▶ _Stated goal_:
Once the pictures are set aside, transcribe the remaining data exactly.

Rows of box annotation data

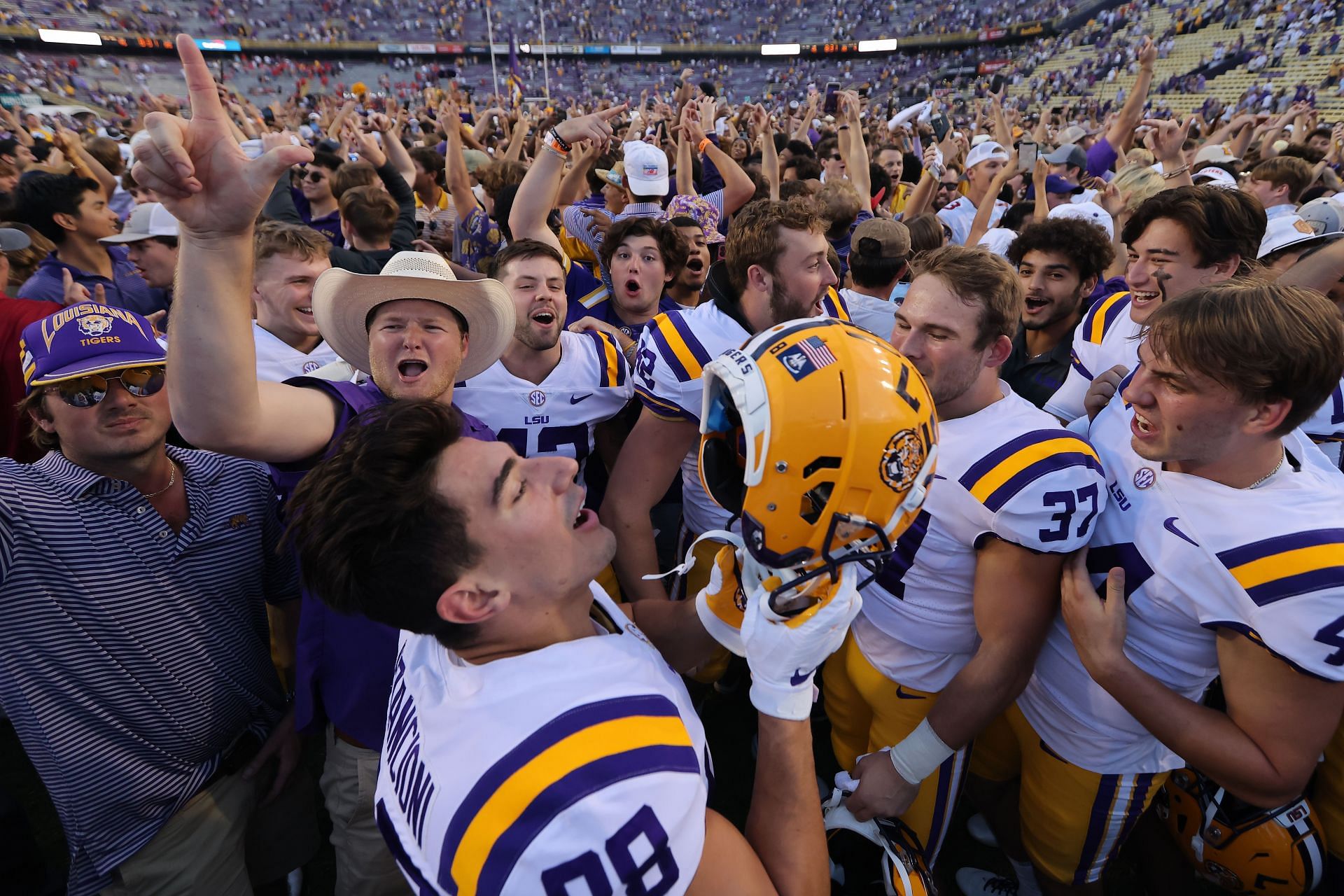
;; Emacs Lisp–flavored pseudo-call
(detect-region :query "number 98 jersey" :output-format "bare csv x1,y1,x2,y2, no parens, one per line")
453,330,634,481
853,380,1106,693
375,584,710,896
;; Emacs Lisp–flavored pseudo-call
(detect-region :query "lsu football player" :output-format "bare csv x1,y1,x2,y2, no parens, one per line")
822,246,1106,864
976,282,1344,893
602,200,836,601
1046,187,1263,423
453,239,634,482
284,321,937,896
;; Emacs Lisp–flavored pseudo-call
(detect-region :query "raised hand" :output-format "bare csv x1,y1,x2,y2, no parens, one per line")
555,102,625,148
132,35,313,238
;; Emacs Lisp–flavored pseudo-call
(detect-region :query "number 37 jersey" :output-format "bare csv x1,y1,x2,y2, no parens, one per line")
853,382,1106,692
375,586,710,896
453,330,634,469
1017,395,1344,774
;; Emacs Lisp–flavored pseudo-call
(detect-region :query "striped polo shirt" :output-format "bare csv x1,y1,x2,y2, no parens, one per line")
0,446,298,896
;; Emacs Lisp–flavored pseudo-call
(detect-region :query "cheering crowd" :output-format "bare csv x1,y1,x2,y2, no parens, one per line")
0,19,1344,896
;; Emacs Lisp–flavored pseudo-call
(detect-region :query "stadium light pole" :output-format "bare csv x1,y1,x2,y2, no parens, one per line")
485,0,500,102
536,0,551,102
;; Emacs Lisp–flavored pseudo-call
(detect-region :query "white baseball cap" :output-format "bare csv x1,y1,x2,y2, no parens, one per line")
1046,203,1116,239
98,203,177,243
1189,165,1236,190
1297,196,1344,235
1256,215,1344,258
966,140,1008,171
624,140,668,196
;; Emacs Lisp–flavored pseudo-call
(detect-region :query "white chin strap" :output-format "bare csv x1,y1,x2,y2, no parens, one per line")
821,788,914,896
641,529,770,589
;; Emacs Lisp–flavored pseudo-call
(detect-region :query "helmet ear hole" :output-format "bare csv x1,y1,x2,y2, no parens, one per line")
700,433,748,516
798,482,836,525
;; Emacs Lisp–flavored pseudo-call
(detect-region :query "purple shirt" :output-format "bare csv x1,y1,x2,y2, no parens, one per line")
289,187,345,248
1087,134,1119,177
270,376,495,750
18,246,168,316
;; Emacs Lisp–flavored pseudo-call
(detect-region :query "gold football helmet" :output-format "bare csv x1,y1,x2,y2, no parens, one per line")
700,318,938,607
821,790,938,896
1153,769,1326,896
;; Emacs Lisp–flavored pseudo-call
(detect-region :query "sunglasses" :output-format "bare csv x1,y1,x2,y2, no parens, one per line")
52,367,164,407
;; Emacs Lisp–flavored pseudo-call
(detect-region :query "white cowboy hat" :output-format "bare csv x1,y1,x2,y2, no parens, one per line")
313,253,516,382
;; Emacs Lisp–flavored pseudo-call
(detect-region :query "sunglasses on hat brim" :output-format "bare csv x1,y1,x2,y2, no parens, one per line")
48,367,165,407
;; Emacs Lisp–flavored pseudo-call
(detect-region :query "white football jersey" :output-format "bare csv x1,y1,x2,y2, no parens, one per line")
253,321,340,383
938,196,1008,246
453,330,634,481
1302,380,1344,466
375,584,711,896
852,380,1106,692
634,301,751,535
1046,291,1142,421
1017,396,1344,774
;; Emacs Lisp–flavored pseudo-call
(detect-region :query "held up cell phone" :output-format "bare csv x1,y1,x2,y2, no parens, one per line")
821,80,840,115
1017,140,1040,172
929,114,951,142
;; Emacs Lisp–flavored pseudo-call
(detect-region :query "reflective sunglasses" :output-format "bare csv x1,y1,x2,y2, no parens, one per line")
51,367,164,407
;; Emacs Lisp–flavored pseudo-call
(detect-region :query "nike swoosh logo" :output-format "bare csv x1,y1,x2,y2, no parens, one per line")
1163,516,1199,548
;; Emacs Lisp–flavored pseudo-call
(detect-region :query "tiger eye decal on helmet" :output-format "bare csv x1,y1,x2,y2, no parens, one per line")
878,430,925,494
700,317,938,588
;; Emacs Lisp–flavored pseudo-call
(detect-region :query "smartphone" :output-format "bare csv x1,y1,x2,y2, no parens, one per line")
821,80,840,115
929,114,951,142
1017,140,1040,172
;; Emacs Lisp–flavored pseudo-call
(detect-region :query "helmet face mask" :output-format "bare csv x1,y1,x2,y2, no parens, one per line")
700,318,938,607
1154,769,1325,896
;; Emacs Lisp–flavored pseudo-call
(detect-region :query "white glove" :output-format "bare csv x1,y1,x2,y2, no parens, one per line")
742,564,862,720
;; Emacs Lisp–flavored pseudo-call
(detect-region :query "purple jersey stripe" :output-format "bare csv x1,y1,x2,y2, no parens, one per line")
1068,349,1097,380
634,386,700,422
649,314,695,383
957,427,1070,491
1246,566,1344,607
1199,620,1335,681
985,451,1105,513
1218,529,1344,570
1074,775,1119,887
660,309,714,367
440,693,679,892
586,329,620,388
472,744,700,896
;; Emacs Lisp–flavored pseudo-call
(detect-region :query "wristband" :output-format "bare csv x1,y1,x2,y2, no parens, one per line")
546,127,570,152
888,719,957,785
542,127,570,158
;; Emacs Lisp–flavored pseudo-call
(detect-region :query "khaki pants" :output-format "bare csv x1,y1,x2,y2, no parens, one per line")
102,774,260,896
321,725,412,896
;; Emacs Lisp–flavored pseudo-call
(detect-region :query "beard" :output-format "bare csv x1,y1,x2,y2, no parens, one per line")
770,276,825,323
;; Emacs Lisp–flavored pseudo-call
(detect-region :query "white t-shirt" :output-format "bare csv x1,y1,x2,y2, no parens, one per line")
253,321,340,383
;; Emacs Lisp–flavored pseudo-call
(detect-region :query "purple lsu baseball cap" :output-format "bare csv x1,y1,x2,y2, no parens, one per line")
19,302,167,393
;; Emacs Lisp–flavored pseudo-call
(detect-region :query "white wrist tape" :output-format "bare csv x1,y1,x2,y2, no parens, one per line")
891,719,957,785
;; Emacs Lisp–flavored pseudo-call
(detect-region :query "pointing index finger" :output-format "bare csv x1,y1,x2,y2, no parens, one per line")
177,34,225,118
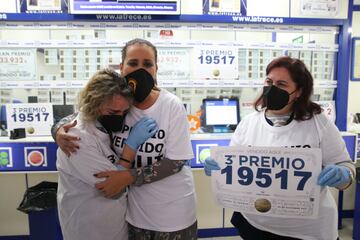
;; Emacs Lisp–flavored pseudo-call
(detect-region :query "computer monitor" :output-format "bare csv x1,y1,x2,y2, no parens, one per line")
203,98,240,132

▶ _Answer for the task_:
;; Emacs Lisp–flavored pseudo-call
(detect-region :query "number 98 jersey" :output-format "bare csv x1,y1,x2,y2, no parens, one per line")
453,330,634,481
853,380,1106,693
375,584,710,896
;; Emacs Lisp–flavored pseudo-call
(detect-region :query "lsu football player" :output-format "bare csv x1,y1,x2,y2, no parens, one per line")
822,246,1106,864
976,282,1344,893
602,200,836,601
1046,187,1263,423
453,239,634,482
284,321,937,896
;; Emacs Lisp–flavored pseudo-call
(detect-region :query "raised hand" :output-format "bare csv x1,y1,x2,y2, no parens, one per line")
555,102,625,148
132,35,313,238
;; Emacs Lisp–flavored pseudo-call
(detect-region :query "number 37 jersey" :output-format "bare csv x1,y1,x2,y2, no parens, one per line")
853,382,1106,692
375,586,710,896
453,330,634,469
1017,395,1344,774
;; Emacs Lisp–flavored pseudo-call
(detect-region :query "striped polo shirt" :output-format "bare csv x1,y1,x2,y2, no parens, one per line")
0,446,298,896
;; Emacs Lisp–flavored pseudo-call
(detect-region :query "cheering crowd" :output-format "bare csv x1,y1,x2,y2, no parens, one per line")
0,19,1344,896
;; Emacs Lisp–flavored pseudo-call
(detect-region :query "stadium light pole" :output-format "bare csv x1,y1,x2,y2, no parens, one per line")
485,0,500,102
536,0,551,102
;; Emacs Lisp–flavored pseudo-call
(detect-region :query "white baseball cap" :output-format "bare csv x1,y1,x2,y2, no parens, one per line")
1046,203,1116,239
98,203,177,243
1189,165,1236,190
1297,196,1344,235
1256,215,1344,258
966,140,1008,171
624,140,668,196
;; Emacs Lisp–flavored pseudo-call
(detect-region :query "white chin strap" :output-format "bare csv x1,y1,x2,y2, no parens, one per line")
821,788,914,896
641,529,770,589
;; Emacs Lisp–flavored pseudo-call
(detect-region :query "helmet ear hole" :output-format "bare csv x1,y1,x2,y2, no parens, one per line")
700,433,748,516
798,482,836,525
;; Emacs Lisp–flavored pseudo-call
(detect-region :query "purple shirt" :output-format "bare csv x1,y1,x2,y2, no parens, one per line")
289,187,345,248
1087,134,1119,177
270,376,495,750
18,246,168,316
;; Emacs Lisp–flavored pseudo-call
(detect-region :query "gold football helmet" :output-format "bare csv x1,y1,x2,y2, no parens, one per line")
700,318,938,607
821,790,938,896
1153,769,1326,896
;; Emacs Lisp–flavored pseudo-call
(detect-region :query "sunglasses" :output-format "bare csv x1,y1,x2,y2, no parens, one per line")
52,367,164,407
;; Emacs Lisp–flavored pseudo-call
(detect-region :query "white cowboy hat" :output-format "bare csv x1,y1,x2,y2, no parens, one per line")
313,253,516,382
;; Emacs Lisp–flavored pseudo-call
(detect-region :query "sunglasses on hat brim" :output-format "bare csv x1,y1,x2,y2, no parens, one per line")
48,367,165,407
;; Emacs Lisp–flavored pseudo-call
(detect-region :query "white football jersey" :output-format "bare csv x1,y1,x2,y2, no parens, one per line")
253,321,340,383
938,196,1008,246
453,330,634,481
1302,380,1344,466
375,584,711,896
852,380,1106,692
634,301,751,535
1046,291,1142,421
1017,396,1344,774
;; Emacs Lisp–flavored pseudo-call
(detect-region :query "held up cell phone" :output-format "bare csv x1,y1,x2,y2, no parens, one per line")
821,80,840,115
1017,140,1040,172
929,114,951,142
;; Emacs Lisp–flavored pseudo-call
(detect-region :query "reflective sunglasses" :output-format "bare csv x1,y1,x2,y2, no parens, one per line")
51,367,164,407
;; Emacs Lisp–flavored pseudo-call
(detect-region :query "nike swoosh logo" :output-format "bare csv x1,y1,x2,y2, no parens, one per line")
1163,516,1199,548
;; Emacs Lisp–flavored pseudo-call
(detect-region :query "tiger eye decal on helmet" :output-format "bare csv x1,y1,x2,y2, no parens, one per line")
878,430,925,494
700,317,938,588
;; Emacs Lisp–flavored pseudo-call
(detect-region :query "smartphone" :output-format "bare csv x1,y1,x2,y2, no parens, one per line")
821,80,840,115
929,114,951,142
1017,140,1040,172
;; Emacs Lisp–flavored pseudo-call
(detect-region :query "helmet face mask" :output-format "bare csv x1,y1,x2,y2, no parens, one per line")
700,318,938,607
1154,769,1325,896
;; Emacs Lisp–flavored pseudo-call
(detect-region :query "white glove" :output-format "bare csv x1,y1,x2,y2, no parens, one per line")
742,564,862,720
;; Emacs Lisp–flavored pseudo-call
(detect-region :query "purple jersey stripe" :output-format "bare csv x1,y1,x2,y2, no parens, one per line")
1068,349,1097,380
634,386,700,422
649,314,695,383
957,427,1070,491
1246,566,1344,607
1199,620,1335,681
985,451,1105,513
1218,529,1344,570
1074,775,1119,887
660,309,714,367
440,693,679,892
586,329,620,388
472,744,700,896
;; Emacs Lisp–flavored pseudo-call
(detect-region :query "wristband" :output-format "bare csv x1,y1,x2,y2, no parens, one per line")
546,127,570,152
888,719,957,785
542,127,570,158
;; Emacs Lisp–flavored pseudo-call
(detect-region :query "khaki pants" :output-format "bare csv x1,y1,x2,y2, no parens, one per line")
102,774,260,896
321,725,412,896
;; Emacs Lisp–flavored pseudo-call
(detect-region :query "beard" :output-format "bare csv x1,y1,x2,y2, no parens, one per line")
770,276,825,323
;; Emacs Lisp–flavored pseudo-call
(detect-region :query "white t-shirt" :output-format "bare csv x1,y1,x2,y2, no parens, one per line")
253,321,340,383
;; Emacs Lisp–flavored pseudo-call
(detect-region :query "purple lsu baseball cap" :output-format "bare csv x1,y1,x2,y2, no parens, one per line")
19,302,167,393
;; Emacs Lisp–flavored pseudo-call
(detect-region :query "white wrist tape" :output-format "bare csv x1,y1,x2,y2, no parens, one per line")
891,719,957,785
;; Emacs Lisp–flavored pseudo-call
(detect-region :query "pointing index finger" :output-format "bare csv x1,y1,x2,y2, no parens, one per line")
177,34,225,118
;; Emacs Lisp–flavored pseudo-call
(detect-region :query "computer monitor" :output-format "bare csv x1,y1,x2,y2, no parens, one per line")
203,98,240,132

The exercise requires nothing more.